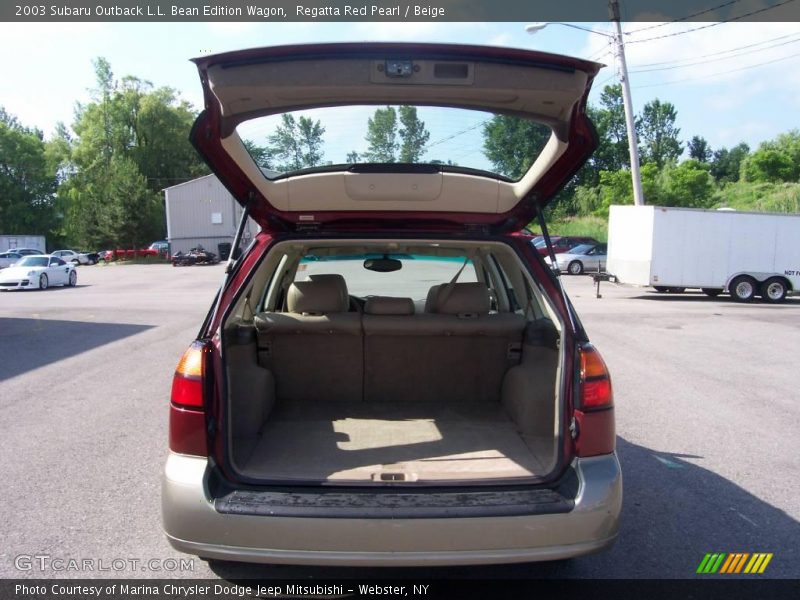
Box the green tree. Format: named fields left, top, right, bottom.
left=64, top=58, right=208, bottom=247
left=711, top=142, right=750, bottom=183
left=686, top=135, right=712, bottom=163
left=242, top=140, right=273, bottom=169
left=268, top=113, right=325, bottom=171
left=0, top=107, right=59, bottom=237
left=588, top=84, right=630, bottom=173
left=659, top=159, right=714, bottom=208
left=741, top=129, right=800, bottom=182
left=483, top=115, right=550, bottom=179
left=362, top=106, right=399, bottom=163
left=636, top=98, right=683, bottom=169
left=398, top=106, right=431, bottom=163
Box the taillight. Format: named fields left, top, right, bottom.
left=169, top=342, right=208, bottom=456
left=575, top=344, right=616, bottom=457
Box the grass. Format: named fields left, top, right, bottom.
left=713, top=181, right=800, bottom=213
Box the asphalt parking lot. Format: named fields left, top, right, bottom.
left=0, top=265, right=800, bottom=578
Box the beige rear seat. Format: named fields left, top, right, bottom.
left=363, top=283, right=525, bottom=403
left=255, top=276, right=363, bottom=402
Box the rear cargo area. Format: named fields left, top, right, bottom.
left=242, top=401, right=548, bottom=482
left=227, top=316, right=559, bottom=484
left=223, top=242, right=563, bottom=485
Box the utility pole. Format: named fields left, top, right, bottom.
left=608, top=0, right=644, bottom=206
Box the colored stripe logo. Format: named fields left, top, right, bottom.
left=697, top=552, right=772, bottom=575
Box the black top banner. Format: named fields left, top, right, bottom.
left=0, top=0, right=800, bottom=22
left=0, top=577, right=800, bottom=600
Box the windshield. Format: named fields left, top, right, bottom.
left=296, top=254, right=478, bottom=301
left=17, top=256, right=48, bottom=267
left=237, top=105, right=551, bottom=181
left=569, top=244, right=594, bottom=254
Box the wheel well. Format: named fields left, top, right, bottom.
left=724, top=273, right=794, bottom=292
left=764, top=275, right=794, bottom=292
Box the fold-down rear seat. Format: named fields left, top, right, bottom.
left=255, top=276, right=364, bottom=402
left=363, top=283, right=525, bottom=403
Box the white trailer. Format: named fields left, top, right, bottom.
left=607, top=206, right=800, bottom=303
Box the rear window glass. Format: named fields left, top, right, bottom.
left=237, top=105, right=551, bottom=181
left=295, top=254, right=477, bottom=301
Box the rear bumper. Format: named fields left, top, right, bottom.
left=161, top=453, right=622, bottom=566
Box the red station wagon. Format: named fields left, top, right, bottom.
left=162, top=43, right=622, bottom=565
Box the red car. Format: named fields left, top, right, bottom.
left=162, top=43, right=622, bottom=566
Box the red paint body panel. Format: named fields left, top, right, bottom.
left=169, top=404, right=208, bottom=456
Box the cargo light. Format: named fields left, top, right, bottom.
left=169, top=341, right=208, bottom=456
left=575, top=344, right=616, bottom=457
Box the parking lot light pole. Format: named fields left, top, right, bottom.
left=525, top=0, right=644, bottom=206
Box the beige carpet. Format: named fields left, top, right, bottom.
left=243, top=403, right=543, bottom=483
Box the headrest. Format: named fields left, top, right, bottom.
left=364, top=296, right=414, bottom=315
left=425, top=284, right=444, bottom=313
left=308, top=273, right=350, bottom=311
left=286, top=279, right=349, bottom=315
left=429, top=282, right=491, bottom=315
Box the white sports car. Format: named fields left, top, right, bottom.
left=0, top=254, right=78, bottom=290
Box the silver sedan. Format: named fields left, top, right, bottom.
left=556, top=244, right=608, bottom=275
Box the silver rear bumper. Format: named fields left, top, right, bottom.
left=162, top=453, right=622, bottom=566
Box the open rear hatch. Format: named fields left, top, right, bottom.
left=191, top=43, right=601, bottom=233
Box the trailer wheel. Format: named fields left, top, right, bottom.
left=761, top=277, right=787, bottom=304
left=567, top=260, right=583, bottom=275
left=729, top=275, right=758, bottom=302
left=703, top=288, right=722, bottom=298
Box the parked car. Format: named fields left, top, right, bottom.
left=161, top=43, right=622, bottom=566
left=149, top=240, right=169, bottom=254
left=547, top=244, right=608, bottom=275
left=171, top=246, right=219, bottom=267
left=0, top=251, right=22, bottom=269
left=0, top=254, right=78, bottom=290
left=50, top=250, right=97, bottom=265
left=12, top=248, right=44, bottom=256
left=532, top=235, right=600, bottom=256
left=78, top=250, right=100, bottom=265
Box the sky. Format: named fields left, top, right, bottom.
left=0, top=22, right=800, bottom=161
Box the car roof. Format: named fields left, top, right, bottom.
left=191, top=42, right=602, bottom=233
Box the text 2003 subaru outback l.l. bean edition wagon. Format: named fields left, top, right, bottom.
left=163, top=44, right=622, bottom=565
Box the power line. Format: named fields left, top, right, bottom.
left=628, top=0, right=741, bottom=33
left=636, top=32, right=797, bottom=67
left=425, top=118, right=491, bottom=152
left=635, top=52, right=800, bottom=89
left=627, top=0, right=795, bottom=44
left=596, top=73, right=617, bottom=87
left=631, top=38, right=800, bottom=73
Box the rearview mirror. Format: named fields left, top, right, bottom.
left=364, top=256, right=403, bottom=273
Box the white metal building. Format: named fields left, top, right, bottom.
left=164, top=175, right=259, bottom=254
left=0, top=235, right=45, bottom=253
============
**INSTRUCTIONS TO FOLLOW:**
Return every line from the entries above that contains the word "beige".

**CORRECT ANSWER:**
Box the beige rear seat. Format: named fields left, top, right, bottom.
Box the beige carpet. Format: named fields left, top, right, bottom.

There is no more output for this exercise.